**EXERCISE SET:**
a – Print the section of the PayPal scam thread starting with "well I put the" and going on through "it's no biggie...".
b – Identify each line of the rows that contains the string "white", and copy every such line.

— START SUPPLIED PASSAGE —

Today I received a scam mail from a fake paypal company saying that I had been sent a payment for 93 dollars. This was odd I thought since I couldn't recall selling something for 93 dollars. Anyway at first glance the mail looked legit but there was something about it that didn't seem right. So off to my real Paypal account via the internet not the mail link, to check my account. Sure enough there was no mention of the 93 dollars. So I checked out the mail then realised it was fake. Wrong font used, sender is from Paypal not the actual person who sent the payment and the link does say paypal.com BUT the http is a standard one, not https like the official Paypal site. Take a look. Be careful everyone ! Yakumo
Good catch man. Its great to have people who aleart others when they discover this kind of thing. I would have checked my balance to find it wasent a real deposit, but then I would have contacted paypal. I doubt I would have picked it out as a fake as you did.
well I put the now defunct e-mail for my Paypal account so when I receive this kind of e-mail I know for sure it's fake coz the e-mail linked to my Paypal is no longer active on my server. The downside is I need to check my Paypal from time to time but since I always keep my Paypal at zero balance it's no biggie...

— END SUPPLIED PASSAGE —
— START INPUT MATERIAL —

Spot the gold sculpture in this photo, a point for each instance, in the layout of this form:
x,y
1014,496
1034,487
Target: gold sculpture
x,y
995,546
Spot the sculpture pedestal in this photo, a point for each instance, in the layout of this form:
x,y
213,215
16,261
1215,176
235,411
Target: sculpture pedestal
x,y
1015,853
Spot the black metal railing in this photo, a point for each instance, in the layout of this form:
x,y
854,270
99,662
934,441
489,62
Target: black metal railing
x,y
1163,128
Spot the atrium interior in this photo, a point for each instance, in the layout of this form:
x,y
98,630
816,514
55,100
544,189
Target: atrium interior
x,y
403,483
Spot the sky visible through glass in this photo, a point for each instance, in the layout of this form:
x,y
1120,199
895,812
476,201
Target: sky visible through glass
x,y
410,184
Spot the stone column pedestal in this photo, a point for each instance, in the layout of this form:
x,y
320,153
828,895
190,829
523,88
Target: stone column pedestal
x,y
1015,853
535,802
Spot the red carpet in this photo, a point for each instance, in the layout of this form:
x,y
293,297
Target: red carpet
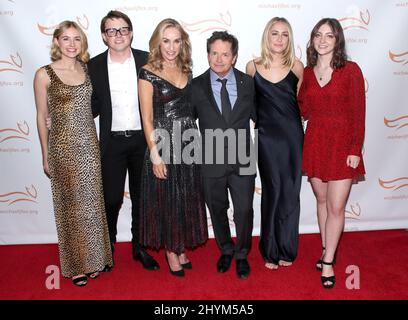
x,y
381,256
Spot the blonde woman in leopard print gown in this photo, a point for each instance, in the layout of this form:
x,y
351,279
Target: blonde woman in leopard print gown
x,y
71,156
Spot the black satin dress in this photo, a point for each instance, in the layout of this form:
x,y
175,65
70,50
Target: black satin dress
x,y
279,161
173,213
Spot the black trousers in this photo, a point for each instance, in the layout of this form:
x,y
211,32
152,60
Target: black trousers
x,y
242,194
123,155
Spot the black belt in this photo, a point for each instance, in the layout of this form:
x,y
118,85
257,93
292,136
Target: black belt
x,y
126,133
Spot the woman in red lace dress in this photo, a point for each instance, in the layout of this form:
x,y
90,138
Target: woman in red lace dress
x,y
332,100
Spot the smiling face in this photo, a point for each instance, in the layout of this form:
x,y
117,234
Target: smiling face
x,y
69,42
278,39
119,42
324,40
170,44
221,58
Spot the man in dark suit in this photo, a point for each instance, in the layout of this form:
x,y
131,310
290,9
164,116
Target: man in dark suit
x,y
223,101
115,99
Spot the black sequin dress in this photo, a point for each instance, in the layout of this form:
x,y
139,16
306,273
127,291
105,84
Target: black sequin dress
x,y
173,213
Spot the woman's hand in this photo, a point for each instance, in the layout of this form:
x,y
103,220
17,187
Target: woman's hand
x,y
46,168
353,161
159,167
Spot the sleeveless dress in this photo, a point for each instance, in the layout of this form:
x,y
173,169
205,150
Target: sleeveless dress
x,y
336,123
76,182
280,139
172,212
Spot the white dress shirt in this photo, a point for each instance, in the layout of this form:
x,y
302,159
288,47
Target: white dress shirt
x,y
124,95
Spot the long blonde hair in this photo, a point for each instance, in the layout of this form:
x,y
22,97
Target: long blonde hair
x,y
55,52
289,53
184,60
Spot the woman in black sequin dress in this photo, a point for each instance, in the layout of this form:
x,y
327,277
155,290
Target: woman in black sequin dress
x,y
173,212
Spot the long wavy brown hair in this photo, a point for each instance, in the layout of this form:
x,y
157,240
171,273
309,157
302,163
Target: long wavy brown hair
x,y
55,52
339,53
184,60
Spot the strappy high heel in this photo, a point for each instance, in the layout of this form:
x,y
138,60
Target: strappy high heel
x,y
177,273
331,279
319,266
319,262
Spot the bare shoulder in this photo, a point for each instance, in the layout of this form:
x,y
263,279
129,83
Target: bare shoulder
x,y
298,68
250,66
41,77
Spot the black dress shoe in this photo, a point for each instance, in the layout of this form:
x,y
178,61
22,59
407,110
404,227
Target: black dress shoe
x,y
224,263
187,265
147,260
107,268
177,273
243,268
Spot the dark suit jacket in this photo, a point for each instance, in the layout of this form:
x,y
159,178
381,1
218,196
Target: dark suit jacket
x,y
101,99
209,117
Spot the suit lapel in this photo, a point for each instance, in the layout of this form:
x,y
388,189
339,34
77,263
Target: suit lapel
x,y
105,79
240,88
210,94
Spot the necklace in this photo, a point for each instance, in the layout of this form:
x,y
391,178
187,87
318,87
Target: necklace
x,y
321,74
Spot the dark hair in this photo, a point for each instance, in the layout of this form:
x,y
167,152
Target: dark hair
x,y
339,53
223,36
113,14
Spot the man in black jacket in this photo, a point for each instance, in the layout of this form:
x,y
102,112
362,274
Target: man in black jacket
x,y
223,102
115,99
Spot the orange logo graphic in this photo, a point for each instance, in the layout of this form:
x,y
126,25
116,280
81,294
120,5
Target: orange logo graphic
x,y
394,184
399,58
397,123
354,212
360,22
210,24
21,133
29,196
48,31
14,64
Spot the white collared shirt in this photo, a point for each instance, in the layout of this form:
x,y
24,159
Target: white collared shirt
x,y
124,95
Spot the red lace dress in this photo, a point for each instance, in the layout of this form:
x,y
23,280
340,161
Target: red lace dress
x,y
336,121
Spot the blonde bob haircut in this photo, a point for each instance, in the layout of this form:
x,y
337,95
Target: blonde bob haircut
x,y
289,53
55,53
155,57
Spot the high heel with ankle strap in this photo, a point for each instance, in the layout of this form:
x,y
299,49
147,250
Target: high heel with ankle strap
x,y
331,279
319,262
177,273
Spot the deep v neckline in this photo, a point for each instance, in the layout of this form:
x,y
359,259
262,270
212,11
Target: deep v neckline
x,y
169,82
317,80
71,85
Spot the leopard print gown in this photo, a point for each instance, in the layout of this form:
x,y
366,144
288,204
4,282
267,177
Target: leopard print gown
x,y
75,171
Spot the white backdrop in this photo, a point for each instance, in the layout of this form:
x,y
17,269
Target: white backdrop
x,y
376,36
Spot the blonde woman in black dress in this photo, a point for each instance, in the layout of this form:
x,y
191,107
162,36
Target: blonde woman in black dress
x,y
173,212
277,76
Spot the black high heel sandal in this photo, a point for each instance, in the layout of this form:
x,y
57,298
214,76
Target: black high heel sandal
x,y
80,281
187,265
330,279
319,262
93,275
178,273
319,266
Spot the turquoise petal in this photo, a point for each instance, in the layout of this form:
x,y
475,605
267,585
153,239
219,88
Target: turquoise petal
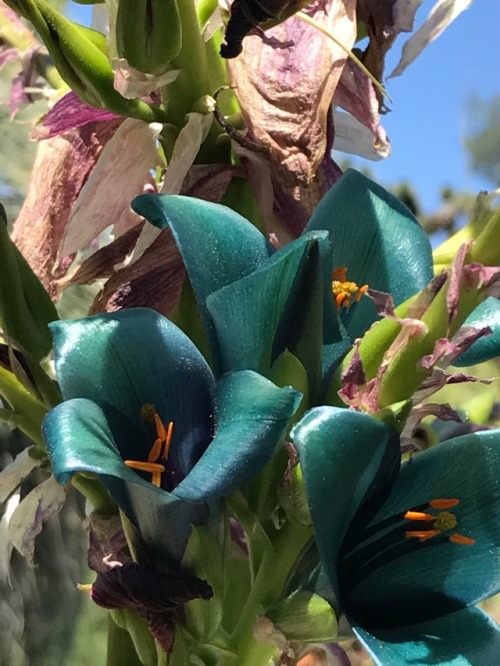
x,y
252,414
377,238
437,577
81,437
135,357
218,246
347,458
280,306
466,638
487,347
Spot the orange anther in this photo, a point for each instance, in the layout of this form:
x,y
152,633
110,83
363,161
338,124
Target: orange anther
x,y
461,539
419,515
150,467
444,503
155,452
340,300
340,274
361,292
161,431
422,535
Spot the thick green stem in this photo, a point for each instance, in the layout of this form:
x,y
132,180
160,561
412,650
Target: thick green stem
x,y
193,80
273,573
96,494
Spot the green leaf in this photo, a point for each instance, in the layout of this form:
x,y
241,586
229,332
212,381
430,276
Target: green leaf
x,y
487,347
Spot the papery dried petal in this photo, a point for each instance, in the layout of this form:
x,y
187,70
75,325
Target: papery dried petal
x,y
107,541
154,280
356,94
143,587
442,14
120,174
102,264
69,113
61,168
285,93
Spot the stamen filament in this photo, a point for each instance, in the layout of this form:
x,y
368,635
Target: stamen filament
x,y
155,452
422,535
419,515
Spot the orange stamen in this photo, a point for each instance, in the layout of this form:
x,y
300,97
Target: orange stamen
x,y
461,539
422,535
340,274
339,300
419,515
444,503
155,452
150,467
361,292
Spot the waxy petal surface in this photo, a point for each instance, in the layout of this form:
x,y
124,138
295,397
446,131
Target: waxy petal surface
x,y
275,307
466,638
252,414
81,437
347,458
488,346
377,239
135,357
438,577
218,246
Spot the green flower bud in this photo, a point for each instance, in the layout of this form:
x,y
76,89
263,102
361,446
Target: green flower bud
x,y
25,306
305,616
148,34
79,55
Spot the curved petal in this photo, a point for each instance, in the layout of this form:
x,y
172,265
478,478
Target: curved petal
x,y
279,306
346,458
487,347
377,238
429,579
218,246
80,438
135,357
466,638
252,414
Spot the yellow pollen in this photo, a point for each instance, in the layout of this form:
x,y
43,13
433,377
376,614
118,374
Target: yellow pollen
x,y
343,290
444,521
159,450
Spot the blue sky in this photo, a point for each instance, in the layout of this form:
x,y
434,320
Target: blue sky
x,y
429,116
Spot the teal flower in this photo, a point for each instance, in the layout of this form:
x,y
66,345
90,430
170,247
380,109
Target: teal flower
x,y
407,552
255,302
125,376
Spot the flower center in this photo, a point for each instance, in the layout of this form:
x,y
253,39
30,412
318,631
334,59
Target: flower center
x,y
367,549
343,290
444,521
160,448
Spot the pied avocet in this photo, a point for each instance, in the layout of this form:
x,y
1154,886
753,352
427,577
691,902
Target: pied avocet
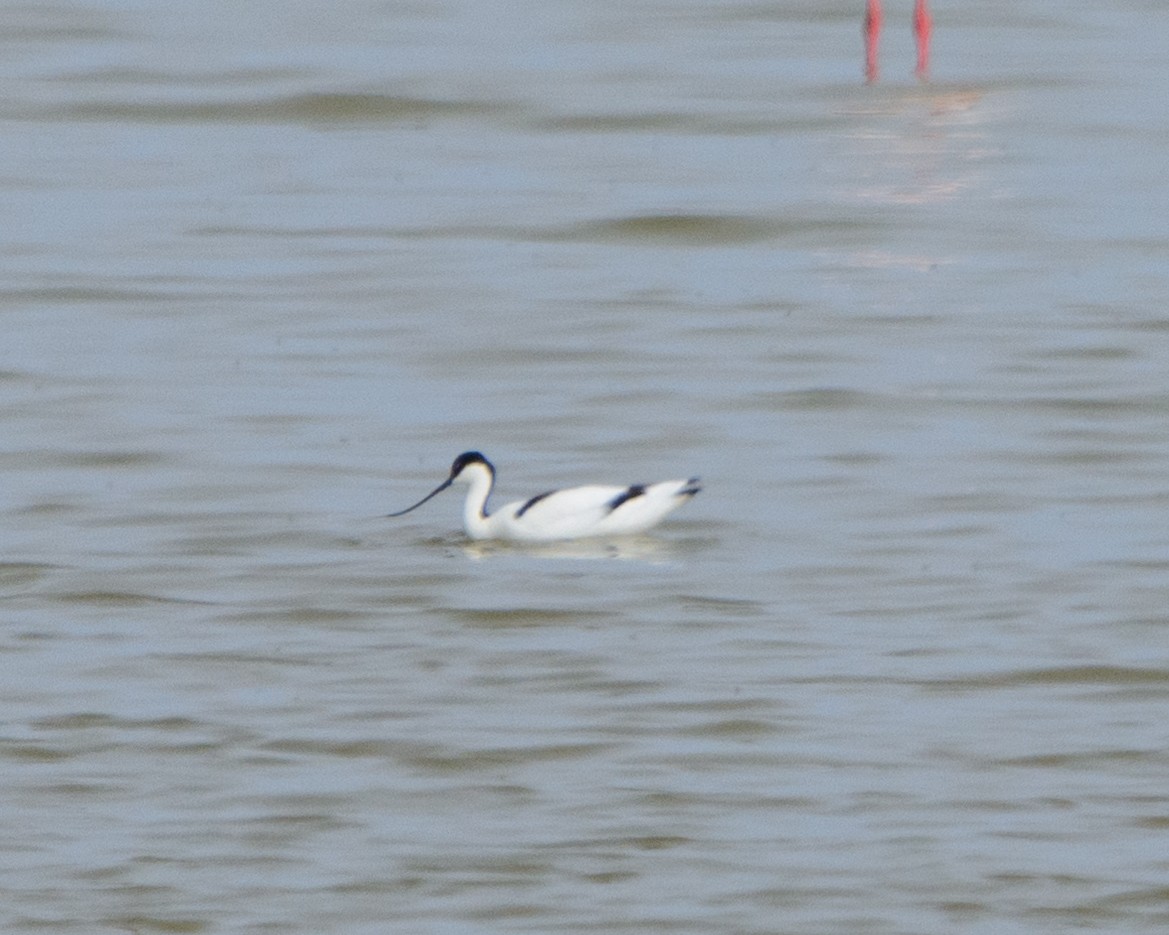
x,y
573,513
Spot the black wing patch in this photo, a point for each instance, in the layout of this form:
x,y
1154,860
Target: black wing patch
x,y
532,503
625,496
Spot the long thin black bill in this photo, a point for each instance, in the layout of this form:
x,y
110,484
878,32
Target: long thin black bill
x,y
437,490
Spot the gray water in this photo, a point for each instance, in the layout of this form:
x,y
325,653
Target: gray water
x,y
267,268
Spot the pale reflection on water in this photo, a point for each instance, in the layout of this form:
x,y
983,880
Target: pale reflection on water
x,y
899,669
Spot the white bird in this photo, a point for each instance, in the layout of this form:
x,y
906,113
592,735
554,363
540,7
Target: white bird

— END INPUT MATERIAL —

**ANSWERS BELOW:**
a –
well I put the now defunct e-mail for my Paypal account so when I receive this kind of e-mail I know for sure it's fake coz the e-mail linked to my Paypal is no longer active on my server. The downside is I need to check my Paypal from time to time but since I always keep my Paypal at zero balance it's no biggie...

b –
Spot the white dress shirt in this photo, a point for each instance, in the layout of this form:
Target: white dress shirt
Spot the white collared shirt in this photo, a point for each instance, in the layout of this form:
Target: white collared shirt
Spot the white backdrop in this photo, a point for each instance, in the layout of this form:
Target: white backdrop
Spot the white bird in this photo, a point for each instance, in the layout of this form:
Target: white bird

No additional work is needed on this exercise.